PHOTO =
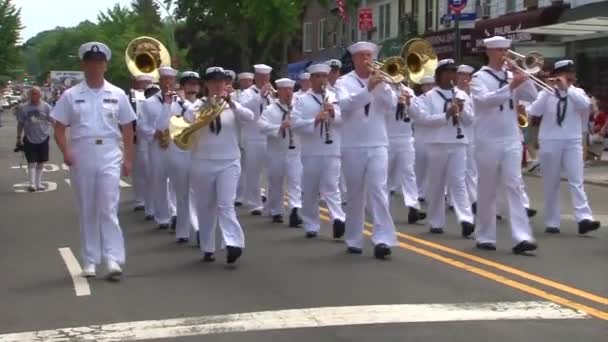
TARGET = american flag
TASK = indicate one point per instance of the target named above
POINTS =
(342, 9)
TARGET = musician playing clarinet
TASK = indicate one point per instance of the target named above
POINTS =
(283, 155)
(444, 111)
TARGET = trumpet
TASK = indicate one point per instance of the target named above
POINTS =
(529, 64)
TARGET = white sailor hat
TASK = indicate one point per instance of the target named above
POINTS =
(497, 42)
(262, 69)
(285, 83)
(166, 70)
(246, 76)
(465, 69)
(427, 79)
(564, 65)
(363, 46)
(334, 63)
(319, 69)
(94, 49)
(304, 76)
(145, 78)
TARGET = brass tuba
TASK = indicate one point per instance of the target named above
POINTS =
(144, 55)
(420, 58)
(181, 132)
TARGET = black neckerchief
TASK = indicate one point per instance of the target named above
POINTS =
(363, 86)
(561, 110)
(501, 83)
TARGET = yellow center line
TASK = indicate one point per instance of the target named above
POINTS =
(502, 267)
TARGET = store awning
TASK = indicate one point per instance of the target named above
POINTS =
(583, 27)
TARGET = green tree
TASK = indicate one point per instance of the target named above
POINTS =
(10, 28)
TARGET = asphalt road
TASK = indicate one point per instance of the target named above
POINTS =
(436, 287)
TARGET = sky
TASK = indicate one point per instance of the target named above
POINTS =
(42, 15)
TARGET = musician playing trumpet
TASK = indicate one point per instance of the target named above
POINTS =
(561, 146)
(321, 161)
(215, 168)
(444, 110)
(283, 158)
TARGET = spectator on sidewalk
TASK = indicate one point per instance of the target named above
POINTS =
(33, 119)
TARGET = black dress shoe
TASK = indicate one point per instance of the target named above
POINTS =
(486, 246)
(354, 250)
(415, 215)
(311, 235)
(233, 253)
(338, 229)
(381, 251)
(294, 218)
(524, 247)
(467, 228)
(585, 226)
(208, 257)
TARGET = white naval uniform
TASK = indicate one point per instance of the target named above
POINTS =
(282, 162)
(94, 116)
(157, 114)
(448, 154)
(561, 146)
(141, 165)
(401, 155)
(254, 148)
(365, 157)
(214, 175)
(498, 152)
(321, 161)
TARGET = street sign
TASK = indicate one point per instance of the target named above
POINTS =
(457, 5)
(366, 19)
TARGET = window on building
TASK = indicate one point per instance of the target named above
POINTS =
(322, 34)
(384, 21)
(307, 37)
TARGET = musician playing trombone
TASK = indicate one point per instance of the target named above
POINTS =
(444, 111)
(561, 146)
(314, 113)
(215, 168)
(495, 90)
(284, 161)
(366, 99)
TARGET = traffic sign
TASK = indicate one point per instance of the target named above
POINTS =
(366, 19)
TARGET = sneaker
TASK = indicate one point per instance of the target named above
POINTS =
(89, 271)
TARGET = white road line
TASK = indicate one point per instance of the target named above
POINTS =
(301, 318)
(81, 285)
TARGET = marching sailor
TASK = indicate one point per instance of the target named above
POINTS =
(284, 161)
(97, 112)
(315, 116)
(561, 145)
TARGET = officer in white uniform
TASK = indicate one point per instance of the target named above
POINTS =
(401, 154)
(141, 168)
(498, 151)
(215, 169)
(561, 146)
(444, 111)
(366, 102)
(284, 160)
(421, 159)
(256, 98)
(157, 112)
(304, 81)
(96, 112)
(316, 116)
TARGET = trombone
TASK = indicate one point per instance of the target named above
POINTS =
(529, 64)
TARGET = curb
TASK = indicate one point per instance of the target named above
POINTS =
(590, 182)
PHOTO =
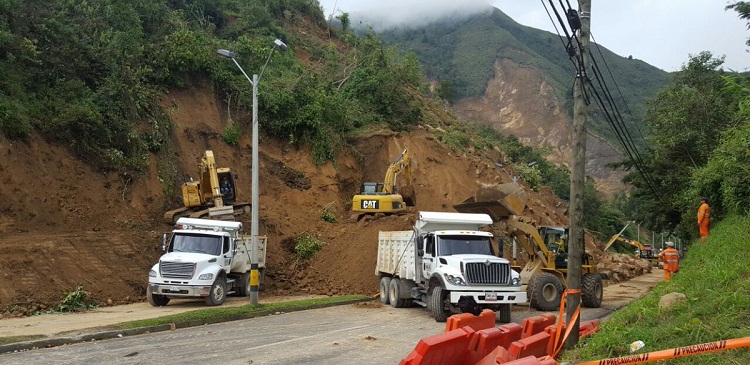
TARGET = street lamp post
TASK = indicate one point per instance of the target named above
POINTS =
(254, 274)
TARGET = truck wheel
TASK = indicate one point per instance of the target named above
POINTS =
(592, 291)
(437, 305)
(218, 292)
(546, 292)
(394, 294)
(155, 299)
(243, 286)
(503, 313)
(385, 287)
+ + + + + + +
Could you extract every line of the data above, unchanged, and leave the pictures out?

PHOTO =
TARGET = american flag
TASK = indicate one point per instance of the target named above
POINTS =
(342, 9)
TARGET = musician playing clarinet
TASK = indicate one point per instance of the target named above
POINTS =
(283, 155)
(444, 111)
TARGET = trumpet
TASK = indicate one point per instance of the target named above
POINTS =
(529, 64)
TARGET = white sailor hat
TASK = indicate one point per instance of the target named above
POINTS =
(497, 42)
(262, 69)
(285, 83)
(166, 70)
(246, 76)
(465, 69)
(427, 79)
(564, 65)
(363, 46)
(334, 63)
(319, 69)
(94, 49)
(304, 76)
(145, 78)
TARGET = brass tuba
TASK = indicate one point per instance of the target named above
POINTS =
(144, 55)
(420, 58)
(181, 132)
TARGET = black neckerchief
TASK = indicate one point per instance of the target named above
POINTS =
(363, 86)
(561, 110)
(501, 83)
TARGET = yellow center line
TASK = indicate one point per instance of the target named above
POINTS =
(502, 267)
TARGET = store awning
TASK = indicate one point per instance of the target named above
POINTS =
(583, 27)
TARGET = green tree
TASK = indicate one point per instance of the target named above
POINTS =
(10, 28)
TARGET = asphalt road
TASK = indicate one point per instance of the target named above
POINTS =
(436, 287)
TARGET = sky
TASK = indicate one point per instance of the target named above
POINTS =
(42, 15)
TARGET = musician playing trumpet
TASK = indicate one point per instance of the target named above
POINTS =
(561, 146)
(321, 161)
(215, 168)
(444, 110)
(283, 158)
TARGET = spectator on sidewalk
TASK = indicate one point per instance of the target named above
POINTS =
(33, 119)
TARGET = black dress shoe
TASK = indicate one point per instance of the target named above
POINTS =
(486, 246)
(354, 250)
(415, 215)
(311, 235)
(233, 253)
(338, 229)
(381, 251)
(294, 218)
(524, 247)
(467, 228)
(585, 226)
(208, 257)
TARGET = white naval uniform
TASK = indicate one point per instance of the target named above
POINTS =
(282, 162)
(94, 116)
(157, 114)
(448, 154)
(561, 146)
(141, 165)
(401, 155)
(254, 148)
(365, 157)
(214, 175)
(498, 152)
(321, 161)
TARGET = street sign
TASK = indicate one point per instance of the target named above
POINTS =
(457, 5)
(366, 19)
TARGET = window on building
TASK = indicate one point per instance of the target named above
POINTS =
(322, 34)
(384, 21)
(307, 37)
TARGET = musician playing trombone
TASK = indicate one point per instance of the target named above
POINTS =
(444, 111)
(561, 146)
(314, 113)
(215, 168)
(495, 90)
(284, 161)
(366, 99)
TARGET = traffic sign
TASK = indicate one point per instance of the target named above
POINTS =
(366, 19)
TARGET = sneaker
TASK = indicate one point per instance of the target named above
POINTS =
(89, 271)
TARGET = white road line
TASK = indicate one point per instance of the target named above
POINTS =
(301, 318)
(81, 285)
TARGET = marching sailor
TASK = indicate one point per instance of the target named above
POINTS =
(284, 161)
(97, 112)
(315, 116)
(561, 145)
TARGET = officer in white uniform
TASK = indicate one point per instance of the target named above
POINTS =
(401, 154)
(141, 168)
(498, 151)
(215, 169)
(561, 146)
(444, 111)
(366, 102)
(284, 160)
(421, 159)
(256, 98)
(157, 112)
(304, 81)
(96, 112)
(316, 116)
TARGET = trombone
TASK = indicate one point per instance of the target named above
POINTS =
(529, 64)
TARGET = curb
TASK = indicate one point per instance of the target named above
POINTS =
(590, 182)
PHOTO =
TARGET = street lamp post
TASK = indicate one point per instance of the target named above
POINTS =
(254, 274)
TARGET = truck wheel
TASK = indicate one point per instance of the target named above
POINTS =
(592, 291)
(437, 305)
(218, 292)
(546, 292)
(394, 294)
(155, 299)
(243, 286)
(503, 313)
(385, 287)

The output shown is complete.